*DOCUMENT EXTRACT*
Searchlight API¶
Searchlight’s API adds authentication and Role Based Access Control in front of Elasticsearch’s query API.
Authentication¶
Searchlight, like other OpenStack APIs, depends on Keystone and the
OpenStack Identity API to handle authentication. You must obtain an
authentication token from Keystone and pass it to Searchlight in API requests
with the X-Auth-Token
header.
See Keystone Authentication for more information on integrating with Keystone.
Using v1¶
For the purposes of examples, assume a Searchlight server is running
at the URL http://searchlight.example.com
on HTTP port 80. All
queries are assumed to include an X-Auth-Token
header. Where request
bodies are present, it is assumed that an appropriate Content-Type
header is present (usually application/json
).
Searches use Elasticsearch’s query DSL.
Elasticsearch stores each ‘document’ in an ‘index’, which has one or more
‘types’. Searchlight’s indexing service stores all resource
types in their own document type, grouped by service into indices. For
instance, the OS::Glance::Image
and OS::Glance::Metadef
types both
reside in the searchlight
index. type
is unique to a resource type.
Document access is defined by each document type, for instance for glance images:
- If the current user is the resource owner OR
- If the resource is marked public
Some resources may have additional rules. Administrators have access to all resources,
though by default searches are restricted to the current tenant unless all_projects
is set in the search request body.
Querying available plugins¶
Searchlight indexes OpenStack resources as defined by installed plugins. In general, a plugin maps directly to an OpenStack resource type. For instance, a plugin might index nova instances, or glance images. There may be multiple plugins related to a given OpenStack project (an example being glance images and metadefs).
A given deployment may not necessarily expose all available plugins.
Searchlight provides a REST endpoint to request a list of installed plugins.
A GET
request to http://searchlight.example.com/v1/search/plugins
might yield:
{
"plugins": [
{
"type": "OS::Glance::Image",
"alias-searching": "searchlight-search"
"alias-indexing": "searchlight-listener"
},
{
"type": "OS::Glance::Metadef",
"alias-searching": "searchlight-search"
"alias-indexing": "searchlight-listener"
}
]
}
This response shows the plugin information associated with the Glance image and metadef resources.
- type: the resource group, which is used as the document type in Elasticsearch.
- alias-searching: the Elasticsearch alias used for querying.
- alias-indexing: the Elasticsearch alias used for indexing.
If desired, all indexed Glance images can be queried directly from Elasticsearch, rather than using Searchlight. Assuming an Elasticsearch server running on localhost, the following request can be made:
curl http://localhost:9200/searchlight-search/OS::Glance::Image/_search
Running a search¶
The simplest query is to ask for everything we have access to. We issue a
POST
request to http://searchlight.example.com/v1/search
with the
following body:
{
"query": {
"match_all": {}
}
}
The data is returned as a JSON-encoded mapping from Elasticsearch:
{
"_shards": {
"failed": 0,
"successful": 2,
"total": 2
},
"hits": {
"hits": [
{
"_id": "76580e9d-f83d-49d8-b428-1fb90c5d8e95",
"_index": "searchlight",
"_type": "OS::Glance::Image"

*WHAT YOU NEED TO DO*
(1) In the Searchlight API page, which header carries the Keystone authentication token in API requests?
(2) Write the next part of the Searchlight API page, picking up from the point where it stops.
The data after this point is separate material, unrelated to the Searchlight API page.

(Dataset rows)

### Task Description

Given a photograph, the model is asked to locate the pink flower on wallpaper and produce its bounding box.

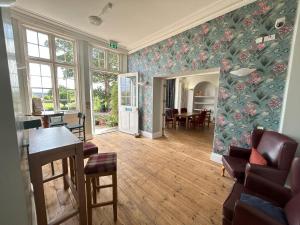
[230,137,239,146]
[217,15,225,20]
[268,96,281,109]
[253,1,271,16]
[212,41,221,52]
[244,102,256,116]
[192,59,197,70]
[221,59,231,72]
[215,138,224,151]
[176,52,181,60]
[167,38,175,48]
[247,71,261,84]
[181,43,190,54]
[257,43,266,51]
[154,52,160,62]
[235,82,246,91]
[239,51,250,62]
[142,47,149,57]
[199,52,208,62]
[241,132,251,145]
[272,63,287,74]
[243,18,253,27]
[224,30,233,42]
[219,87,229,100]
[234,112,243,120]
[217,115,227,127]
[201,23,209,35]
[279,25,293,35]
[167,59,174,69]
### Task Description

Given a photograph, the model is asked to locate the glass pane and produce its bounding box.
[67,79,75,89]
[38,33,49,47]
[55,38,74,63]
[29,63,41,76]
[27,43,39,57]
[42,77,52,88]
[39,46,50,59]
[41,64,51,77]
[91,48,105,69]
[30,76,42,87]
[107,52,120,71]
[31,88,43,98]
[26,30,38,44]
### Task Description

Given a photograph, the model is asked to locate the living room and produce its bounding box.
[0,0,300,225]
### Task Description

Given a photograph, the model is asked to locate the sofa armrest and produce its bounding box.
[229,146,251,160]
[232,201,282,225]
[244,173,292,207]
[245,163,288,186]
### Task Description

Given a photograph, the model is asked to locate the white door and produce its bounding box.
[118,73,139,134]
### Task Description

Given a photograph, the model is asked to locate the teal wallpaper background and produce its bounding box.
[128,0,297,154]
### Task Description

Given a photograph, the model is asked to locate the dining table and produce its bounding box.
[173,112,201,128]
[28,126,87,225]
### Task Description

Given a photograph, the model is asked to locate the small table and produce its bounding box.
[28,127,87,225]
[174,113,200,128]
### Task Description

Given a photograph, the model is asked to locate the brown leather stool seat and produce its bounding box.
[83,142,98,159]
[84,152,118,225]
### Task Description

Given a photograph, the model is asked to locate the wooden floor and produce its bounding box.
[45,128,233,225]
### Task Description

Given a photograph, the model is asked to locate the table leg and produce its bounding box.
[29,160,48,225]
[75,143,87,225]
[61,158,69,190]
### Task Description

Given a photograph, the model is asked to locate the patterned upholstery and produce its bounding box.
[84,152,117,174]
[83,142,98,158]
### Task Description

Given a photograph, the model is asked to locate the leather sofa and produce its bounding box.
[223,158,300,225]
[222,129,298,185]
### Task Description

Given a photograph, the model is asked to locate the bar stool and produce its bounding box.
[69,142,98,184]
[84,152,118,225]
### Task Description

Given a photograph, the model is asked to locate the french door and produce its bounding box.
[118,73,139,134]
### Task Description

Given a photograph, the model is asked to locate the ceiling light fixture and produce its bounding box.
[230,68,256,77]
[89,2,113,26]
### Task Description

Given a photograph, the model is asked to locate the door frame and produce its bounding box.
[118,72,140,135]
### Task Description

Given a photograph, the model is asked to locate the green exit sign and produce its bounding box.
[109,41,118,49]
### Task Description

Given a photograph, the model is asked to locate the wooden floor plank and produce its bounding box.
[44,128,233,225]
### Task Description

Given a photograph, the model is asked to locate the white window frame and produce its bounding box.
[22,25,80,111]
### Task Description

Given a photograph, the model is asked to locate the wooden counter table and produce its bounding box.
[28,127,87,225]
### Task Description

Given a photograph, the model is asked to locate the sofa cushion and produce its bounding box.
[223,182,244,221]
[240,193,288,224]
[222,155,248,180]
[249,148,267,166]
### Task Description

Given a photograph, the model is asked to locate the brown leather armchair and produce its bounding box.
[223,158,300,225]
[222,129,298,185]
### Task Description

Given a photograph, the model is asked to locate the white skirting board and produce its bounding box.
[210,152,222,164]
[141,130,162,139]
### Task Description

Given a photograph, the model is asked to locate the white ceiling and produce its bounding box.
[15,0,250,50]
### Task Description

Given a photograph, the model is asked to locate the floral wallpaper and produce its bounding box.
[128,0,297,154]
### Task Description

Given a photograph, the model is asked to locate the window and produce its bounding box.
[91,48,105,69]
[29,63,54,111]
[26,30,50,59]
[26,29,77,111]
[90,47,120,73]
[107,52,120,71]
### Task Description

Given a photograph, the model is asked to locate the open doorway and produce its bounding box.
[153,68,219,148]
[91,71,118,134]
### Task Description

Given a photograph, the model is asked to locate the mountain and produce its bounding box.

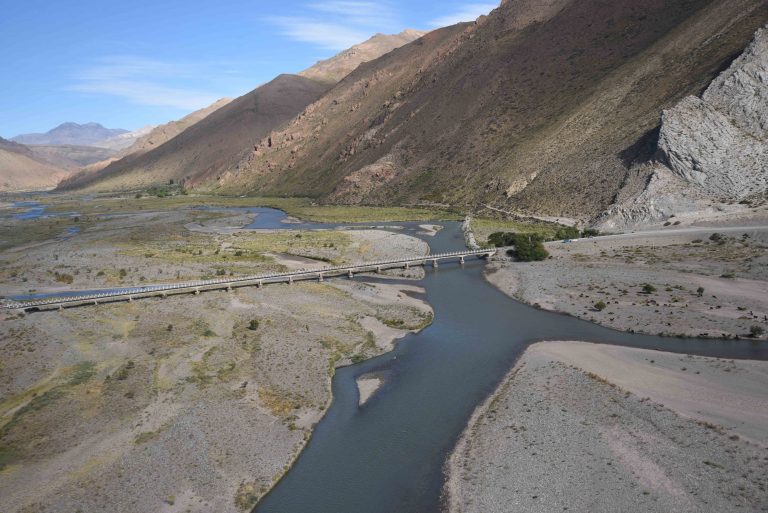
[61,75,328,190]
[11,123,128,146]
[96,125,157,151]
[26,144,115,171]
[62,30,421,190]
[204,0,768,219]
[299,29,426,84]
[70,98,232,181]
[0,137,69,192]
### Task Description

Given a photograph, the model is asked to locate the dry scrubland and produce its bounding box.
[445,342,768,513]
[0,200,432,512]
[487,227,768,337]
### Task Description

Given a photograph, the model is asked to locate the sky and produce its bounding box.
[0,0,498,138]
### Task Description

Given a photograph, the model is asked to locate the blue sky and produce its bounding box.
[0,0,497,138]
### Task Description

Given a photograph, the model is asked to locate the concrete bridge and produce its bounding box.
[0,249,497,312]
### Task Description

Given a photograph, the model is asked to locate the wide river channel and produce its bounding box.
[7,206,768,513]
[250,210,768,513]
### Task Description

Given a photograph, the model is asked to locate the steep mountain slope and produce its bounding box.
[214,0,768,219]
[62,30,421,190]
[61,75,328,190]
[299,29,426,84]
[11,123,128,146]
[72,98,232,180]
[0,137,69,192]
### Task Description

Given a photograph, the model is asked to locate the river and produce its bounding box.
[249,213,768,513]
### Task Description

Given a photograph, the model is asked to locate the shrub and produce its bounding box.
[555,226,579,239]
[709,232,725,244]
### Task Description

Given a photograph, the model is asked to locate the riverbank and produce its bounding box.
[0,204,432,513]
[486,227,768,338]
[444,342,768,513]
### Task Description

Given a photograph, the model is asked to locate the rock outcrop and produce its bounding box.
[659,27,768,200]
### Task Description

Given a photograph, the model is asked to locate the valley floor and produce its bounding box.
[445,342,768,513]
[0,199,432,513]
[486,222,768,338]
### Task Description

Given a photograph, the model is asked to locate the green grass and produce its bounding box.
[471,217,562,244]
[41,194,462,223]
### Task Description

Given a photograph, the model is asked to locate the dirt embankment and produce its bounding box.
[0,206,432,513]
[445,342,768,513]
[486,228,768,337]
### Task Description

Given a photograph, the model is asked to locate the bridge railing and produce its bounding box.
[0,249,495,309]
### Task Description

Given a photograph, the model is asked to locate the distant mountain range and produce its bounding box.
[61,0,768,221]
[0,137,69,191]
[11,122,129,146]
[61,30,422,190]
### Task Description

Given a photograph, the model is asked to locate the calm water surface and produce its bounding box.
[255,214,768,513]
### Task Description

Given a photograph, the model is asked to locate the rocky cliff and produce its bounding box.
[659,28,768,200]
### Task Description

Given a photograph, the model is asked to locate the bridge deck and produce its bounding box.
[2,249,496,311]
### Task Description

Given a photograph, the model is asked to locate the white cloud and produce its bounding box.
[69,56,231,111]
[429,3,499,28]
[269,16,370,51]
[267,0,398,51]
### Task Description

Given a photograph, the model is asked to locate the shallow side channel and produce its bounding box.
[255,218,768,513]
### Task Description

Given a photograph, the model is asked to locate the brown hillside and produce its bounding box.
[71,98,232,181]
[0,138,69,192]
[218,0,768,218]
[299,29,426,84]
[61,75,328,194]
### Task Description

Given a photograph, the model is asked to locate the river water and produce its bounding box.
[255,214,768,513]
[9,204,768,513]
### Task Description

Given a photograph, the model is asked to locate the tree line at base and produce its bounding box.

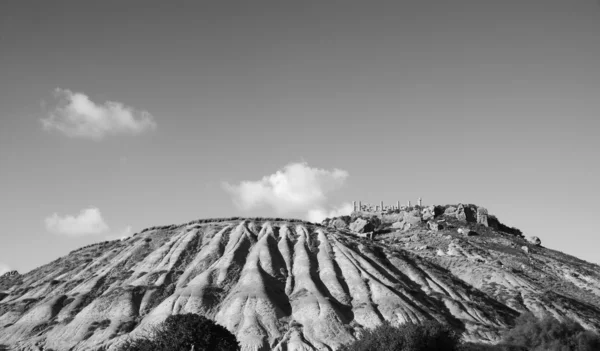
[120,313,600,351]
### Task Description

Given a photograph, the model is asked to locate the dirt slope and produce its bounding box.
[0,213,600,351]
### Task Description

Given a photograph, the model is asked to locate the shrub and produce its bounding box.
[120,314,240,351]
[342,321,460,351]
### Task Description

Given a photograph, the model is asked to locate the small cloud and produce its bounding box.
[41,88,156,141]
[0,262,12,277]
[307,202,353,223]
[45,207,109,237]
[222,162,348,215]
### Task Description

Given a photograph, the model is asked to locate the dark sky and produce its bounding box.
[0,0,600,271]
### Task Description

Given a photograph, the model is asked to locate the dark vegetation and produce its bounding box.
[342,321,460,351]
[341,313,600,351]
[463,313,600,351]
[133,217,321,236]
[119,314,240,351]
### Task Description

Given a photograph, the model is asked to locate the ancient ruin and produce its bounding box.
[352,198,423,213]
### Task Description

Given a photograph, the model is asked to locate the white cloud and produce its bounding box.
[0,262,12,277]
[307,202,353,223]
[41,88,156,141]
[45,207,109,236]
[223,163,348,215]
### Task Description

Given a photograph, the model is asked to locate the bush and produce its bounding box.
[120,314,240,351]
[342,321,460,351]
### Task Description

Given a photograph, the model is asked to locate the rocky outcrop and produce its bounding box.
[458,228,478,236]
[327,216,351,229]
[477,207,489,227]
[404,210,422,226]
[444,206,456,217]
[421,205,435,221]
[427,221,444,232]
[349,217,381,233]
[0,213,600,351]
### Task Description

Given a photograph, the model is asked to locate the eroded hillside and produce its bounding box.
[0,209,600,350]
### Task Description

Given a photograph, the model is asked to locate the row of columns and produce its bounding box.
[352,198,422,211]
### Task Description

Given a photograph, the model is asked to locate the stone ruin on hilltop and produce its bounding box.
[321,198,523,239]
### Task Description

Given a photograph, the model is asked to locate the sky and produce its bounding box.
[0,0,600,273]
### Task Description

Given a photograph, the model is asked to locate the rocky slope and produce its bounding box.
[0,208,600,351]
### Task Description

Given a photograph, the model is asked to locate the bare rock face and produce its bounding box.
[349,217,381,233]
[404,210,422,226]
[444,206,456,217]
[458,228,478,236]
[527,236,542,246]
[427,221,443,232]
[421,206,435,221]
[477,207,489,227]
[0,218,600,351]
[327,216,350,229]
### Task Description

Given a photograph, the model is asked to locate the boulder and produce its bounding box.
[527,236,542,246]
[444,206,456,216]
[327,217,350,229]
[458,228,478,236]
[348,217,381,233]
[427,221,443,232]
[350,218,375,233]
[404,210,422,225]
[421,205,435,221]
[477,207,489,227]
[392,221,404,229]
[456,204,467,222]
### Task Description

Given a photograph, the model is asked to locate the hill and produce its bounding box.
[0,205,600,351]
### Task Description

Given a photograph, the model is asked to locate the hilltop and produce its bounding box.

*EXERCISE ANSWERS*
(1) The X-Auth-Token header.

(2)
"_score": 1.0,
"_source": {
"id": "76580e9d-f83d-49d8-b428-1fb90c5d8e95",
"members": [],
"name": "cirros-0.3.2-x86_64-uec",
"owner": "d95b27da6e9f4acc9a8031918e443e04",
"visibility": "public",
...
}
},
{
"_id": "OS::Software::DBMS",
"_index": "searchlight",
"_type": "metadef",
"_score": 1.0,
"_source": {
"description": "A database is an ...",
"display_name": "Database Software",
"namespace": "OS::Software::DBMS",
"objects": [
{
"description": "PostgreSQL, often simply 'Postgres' ...",
"name": "PostgreSQL",
"properties": [
{
"default": "5432",
"description": "Specifies the TCP/IP port...",
"property": "sw_database_postgresql_listen_port",
...
},
...
]
}
],
"tags": [
{
"name": "Database"
},
]
}
},
...
],
"max_score": 1.0,
"total": 8
},
"timed_out": false,
"took": 1
}
Each hit
is a document in Elasticsearch, representing an OpenStack
resource. the fields in the root of each hit are:
_id
Uniquely identifies the resource within its OpenStack context (for instance, Glance images use their GUID).
_index
The service to which the resource belongs (e.g.
searchlight
)._type
The document type within the service (e.g.
image
,metadef
)_score
Where applicable the relevancy of a given
hit
. By default, the field upon which results are sorted._source
The document originally indexed. The
_source
is a map, where each key is afield
whose value may be a scalar value, a list, a nested object or a list of nested objects.
More example searches¶
Results are shown here only where it would help illustrate the example. The
query
parameter supports anything that Elasticsearch exposes via its
query DSL.
There are normally multiple ways to represent the same query, often with some
subtle differences, but some common examples are shown here.
Administrators - search all resources¶
By default, all users see search results restricted by access control; in practice, this is a combination of resources belonging to the user’s current tenant/project, and any fields that are restricted to administrators.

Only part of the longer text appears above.